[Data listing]
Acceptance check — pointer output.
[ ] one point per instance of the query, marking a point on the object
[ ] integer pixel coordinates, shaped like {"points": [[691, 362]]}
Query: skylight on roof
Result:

* **Given exercise**
Rewrite the lines above, replacing "skylight" with "chimney" and leaving everything else untouched.

* **Task response**
Acceptance check — pointer output.
[ ] one point per instance of the query, marking a point on the object
[ ] integer pixel coordinates, shaped like {"points": [[691, 362]]}
Query: chimney on roof
Result:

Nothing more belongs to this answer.